* _GIVEN PROBLEM_
Locate the line that contains "Locate the light". Print it and every subsequent line through the final line of the records, exactly and only those.
%%
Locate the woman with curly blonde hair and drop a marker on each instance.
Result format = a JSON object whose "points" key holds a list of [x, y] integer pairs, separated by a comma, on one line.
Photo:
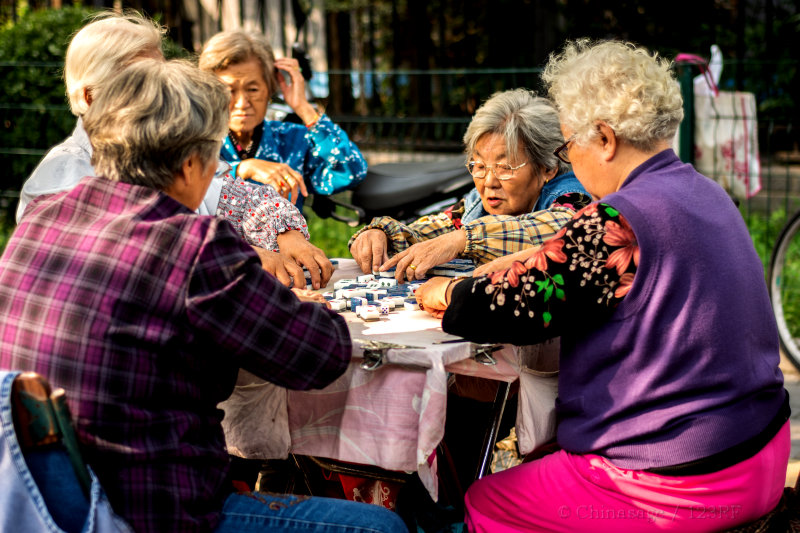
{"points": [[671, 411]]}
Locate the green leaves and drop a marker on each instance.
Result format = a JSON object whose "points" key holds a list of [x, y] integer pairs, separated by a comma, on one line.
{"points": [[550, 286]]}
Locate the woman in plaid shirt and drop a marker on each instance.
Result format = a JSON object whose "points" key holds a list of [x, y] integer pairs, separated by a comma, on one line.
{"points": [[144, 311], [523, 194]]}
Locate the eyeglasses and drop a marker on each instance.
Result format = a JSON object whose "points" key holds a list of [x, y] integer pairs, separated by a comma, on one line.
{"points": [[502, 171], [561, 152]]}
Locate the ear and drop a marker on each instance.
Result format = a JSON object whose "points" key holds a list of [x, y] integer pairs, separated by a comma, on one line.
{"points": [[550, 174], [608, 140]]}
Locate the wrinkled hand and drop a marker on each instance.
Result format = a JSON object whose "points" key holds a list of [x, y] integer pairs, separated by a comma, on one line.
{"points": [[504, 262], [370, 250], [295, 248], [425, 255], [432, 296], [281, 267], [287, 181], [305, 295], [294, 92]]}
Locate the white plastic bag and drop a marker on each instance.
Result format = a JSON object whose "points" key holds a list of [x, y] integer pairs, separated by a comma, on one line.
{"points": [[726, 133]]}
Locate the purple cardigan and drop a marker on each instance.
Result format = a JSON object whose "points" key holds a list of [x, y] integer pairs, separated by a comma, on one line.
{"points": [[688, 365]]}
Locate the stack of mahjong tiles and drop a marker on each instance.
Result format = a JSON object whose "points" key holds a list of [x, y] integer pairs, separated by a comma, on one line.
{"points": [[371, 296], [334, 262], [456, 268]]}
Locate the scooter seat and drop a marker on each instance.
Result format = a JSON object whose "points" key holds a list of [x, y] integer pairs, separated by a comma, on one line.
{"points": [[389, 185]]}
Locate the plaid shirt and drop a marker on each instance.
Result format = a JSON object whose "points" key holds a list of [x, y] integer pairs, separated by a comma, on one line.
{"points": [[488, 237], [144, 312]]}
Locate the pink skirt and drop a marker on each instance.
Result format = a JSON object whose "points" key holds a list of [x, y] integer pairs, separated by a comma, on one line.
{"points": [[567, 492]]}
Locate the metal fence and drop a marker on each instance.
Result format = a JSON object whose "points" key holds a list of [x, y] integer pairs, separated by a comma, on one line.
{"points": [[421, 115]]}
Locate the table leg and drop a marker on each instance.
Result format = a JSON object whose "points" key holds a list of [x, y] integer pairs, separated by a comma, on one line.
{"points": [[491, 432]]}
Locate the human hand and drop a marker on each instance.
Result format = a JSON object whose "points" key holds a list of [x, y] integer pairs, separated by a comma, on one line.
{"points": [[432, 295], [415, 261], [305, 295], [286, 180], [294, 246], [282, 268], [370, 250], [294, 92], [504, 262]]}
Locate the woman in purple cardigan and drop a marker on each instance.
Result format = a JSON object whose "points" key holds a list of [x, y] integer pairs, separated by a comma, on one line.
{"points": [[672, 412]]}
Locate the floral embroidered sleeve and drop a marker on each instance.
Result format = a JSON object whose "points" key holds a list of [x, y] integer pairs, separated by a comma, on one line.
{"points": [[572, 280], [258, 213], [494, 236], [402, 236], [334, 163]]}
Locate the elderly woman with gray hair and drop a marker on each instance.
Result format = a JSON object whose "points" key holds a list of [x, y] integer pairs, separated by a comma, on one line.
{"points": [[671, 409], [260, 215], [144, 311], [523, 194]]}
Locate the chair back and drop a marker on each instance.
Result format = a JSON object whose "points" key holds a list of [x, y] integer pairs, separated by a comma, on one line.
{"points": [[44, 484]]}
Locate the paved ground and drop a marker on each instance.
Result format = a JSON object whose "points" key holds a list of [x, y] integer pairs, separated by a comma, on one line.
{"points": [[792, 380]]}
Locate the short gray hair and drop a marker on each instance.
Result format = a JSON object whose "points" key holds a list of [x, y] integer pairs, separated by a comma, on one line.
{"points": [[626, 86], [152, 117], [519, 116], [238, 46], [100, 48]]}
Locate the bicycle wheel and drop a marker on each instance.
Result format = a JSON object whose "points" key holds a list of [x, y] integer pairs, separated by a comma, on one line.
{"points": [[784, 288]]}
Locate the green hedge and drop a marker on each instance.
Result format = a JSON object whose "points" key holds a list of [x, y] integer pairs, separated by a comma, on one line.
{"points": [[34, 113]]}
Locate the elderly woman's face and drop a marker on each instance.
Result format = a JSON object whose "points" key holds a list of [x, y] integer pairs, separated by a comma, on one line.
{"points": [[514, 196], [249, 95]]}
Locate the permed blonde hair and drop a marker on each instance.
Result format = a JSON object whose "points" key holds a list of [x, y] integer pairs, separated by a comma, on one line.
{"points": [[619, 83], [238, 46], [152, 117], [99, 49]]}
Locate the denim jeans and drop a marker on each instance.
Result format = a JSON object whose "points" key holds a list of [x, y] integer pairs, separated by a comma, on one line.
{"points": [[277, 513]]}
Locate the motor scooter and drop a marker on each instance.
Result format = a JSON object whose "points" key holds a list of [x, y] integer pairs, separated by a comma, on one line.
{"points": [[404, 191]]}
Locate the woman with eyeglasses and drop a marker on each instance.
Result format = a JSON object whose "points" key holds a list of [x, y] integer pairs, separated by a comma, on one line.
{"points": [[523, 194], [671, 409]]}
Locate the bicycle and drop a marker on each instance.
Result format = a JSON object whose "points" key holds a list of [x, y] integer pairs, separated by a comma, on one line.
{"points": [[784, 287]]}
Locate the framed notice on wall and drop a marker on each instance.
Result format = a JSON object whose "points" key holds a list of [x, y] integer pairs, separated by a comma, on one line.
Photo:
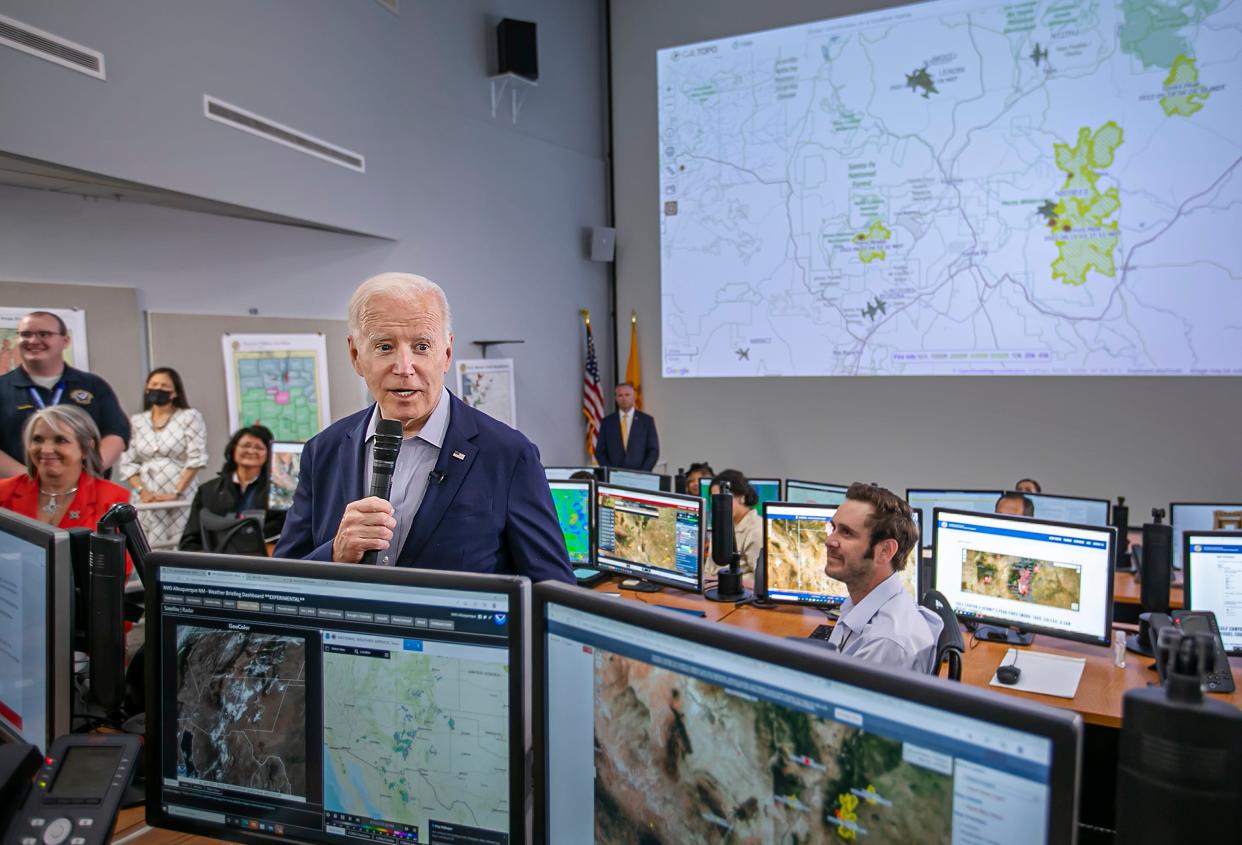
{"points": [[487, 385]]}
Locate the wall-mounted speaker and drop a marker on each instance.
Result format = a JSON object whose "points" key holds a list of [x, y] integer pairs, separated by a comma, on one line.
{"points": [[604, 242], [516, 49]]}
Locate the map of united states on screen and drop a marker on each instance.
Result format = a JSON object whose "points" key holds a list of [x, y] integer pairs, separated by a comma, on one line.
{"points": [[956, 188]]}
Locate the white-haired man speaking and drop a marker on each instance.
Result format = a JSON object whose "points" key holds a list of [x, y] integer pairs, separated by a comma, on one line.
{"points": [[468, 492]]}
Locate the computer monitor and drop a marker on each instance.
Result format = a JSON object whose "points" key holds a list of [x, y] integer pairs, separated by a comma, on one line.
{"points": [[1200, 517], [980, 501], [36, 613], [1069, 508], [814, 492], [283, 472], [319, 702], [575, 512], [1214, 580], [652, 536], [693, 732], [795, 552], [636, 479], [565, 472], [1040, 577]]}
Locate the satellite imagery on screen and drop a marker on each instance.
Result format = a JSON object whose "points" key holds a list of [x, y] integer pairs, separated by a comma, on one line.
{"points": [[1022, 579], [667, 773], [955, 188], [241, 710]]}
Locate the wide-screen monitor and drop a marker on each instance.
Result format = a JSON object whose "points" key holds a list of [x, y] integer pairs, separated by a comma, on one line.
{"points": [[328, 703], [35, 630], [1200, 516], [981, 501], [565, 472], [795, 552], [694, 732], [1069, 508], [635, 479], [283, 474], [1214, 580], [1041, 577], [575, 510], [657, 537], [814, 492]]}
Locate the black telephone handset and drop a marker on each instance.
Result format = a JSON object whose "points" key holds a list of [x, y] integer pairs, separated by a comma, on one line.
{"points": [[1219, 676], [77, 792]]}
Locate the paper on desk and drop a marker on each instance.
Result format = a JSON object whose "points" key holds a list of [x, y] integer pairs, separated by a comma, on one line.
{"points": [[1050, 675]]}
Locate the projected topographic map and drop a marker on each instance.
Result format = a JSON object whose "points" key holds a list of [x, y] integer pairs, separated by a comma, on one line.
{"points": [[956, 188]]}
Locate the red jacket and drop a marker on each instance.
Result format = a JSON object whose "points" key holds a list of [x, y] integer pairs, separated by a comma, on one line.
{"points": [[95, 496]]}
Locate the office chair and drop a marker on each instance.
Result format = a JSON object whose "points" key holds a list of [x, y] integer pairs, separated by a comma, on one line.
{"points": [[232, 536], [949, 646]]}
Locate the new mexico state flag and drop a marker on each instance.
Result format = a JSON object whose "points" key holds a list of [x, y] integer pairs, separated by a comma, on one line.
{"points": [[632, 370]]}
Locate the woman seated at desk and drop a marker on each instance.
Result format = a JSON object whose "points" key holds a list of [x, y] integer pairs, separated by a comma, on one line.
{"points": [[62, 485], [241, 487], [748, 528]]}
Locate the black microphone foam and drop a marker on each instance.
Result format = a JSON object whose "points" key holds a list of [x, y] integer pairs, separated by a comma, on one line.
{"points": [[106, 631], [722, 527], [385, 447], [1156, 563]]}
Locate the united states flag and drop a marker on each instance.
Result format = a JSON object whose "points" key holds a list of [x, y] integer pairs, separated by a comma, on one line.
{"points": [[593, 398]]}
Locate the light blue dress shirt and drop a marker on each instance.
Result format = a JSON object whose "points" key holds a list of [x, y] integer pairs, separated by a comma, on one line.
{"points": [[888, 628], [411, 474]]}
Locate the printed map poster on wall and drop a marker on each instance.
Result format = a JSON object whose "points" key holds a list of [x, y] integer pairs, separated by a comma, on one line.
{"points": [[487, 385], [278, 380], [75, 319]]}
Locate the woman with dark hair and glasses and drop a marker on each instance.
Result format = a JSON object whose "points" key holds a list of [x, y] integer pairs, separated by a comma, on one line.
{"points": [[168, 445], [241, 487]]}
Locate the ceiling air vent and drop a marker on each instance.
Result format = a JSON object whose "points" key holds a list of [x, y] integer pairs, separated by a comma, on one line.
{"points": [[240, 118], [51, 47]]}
%%
* _FINISHED ANSWER_
Locate the light blue dress shirt and drop a marker on each instance.
Result format = a JSON object whose "points" key holds a list of [x, y] integer pairs, separated by a comma, on one line.
{"points": [[888, 628], [411, 474]]}
Locate the printed map poster on wall and drop a marker on each instance.
Result format = a JSON object whose "points" key holds a list of [x, y] integer pairs, separated by a comma, on one line.
{"points": [[487, 385], [278, 380], [75, 319]]}
Locate the woman with dark hair and glasses and drop a marker on each instance.
Result format = a JSON object whose "points" key holds a list of [x, y] integer pairs, separated by a comma, on one line.
{"points": [[168, 445], [241, 487]]}
Locate the ceiling air vent and drop a marker on each instance.
Result format = a JSON object whose "points" key holds a list of [x, y] integer pairs, separated by a comma, on one line.
{"points": [[240, 118], [51, 47]]}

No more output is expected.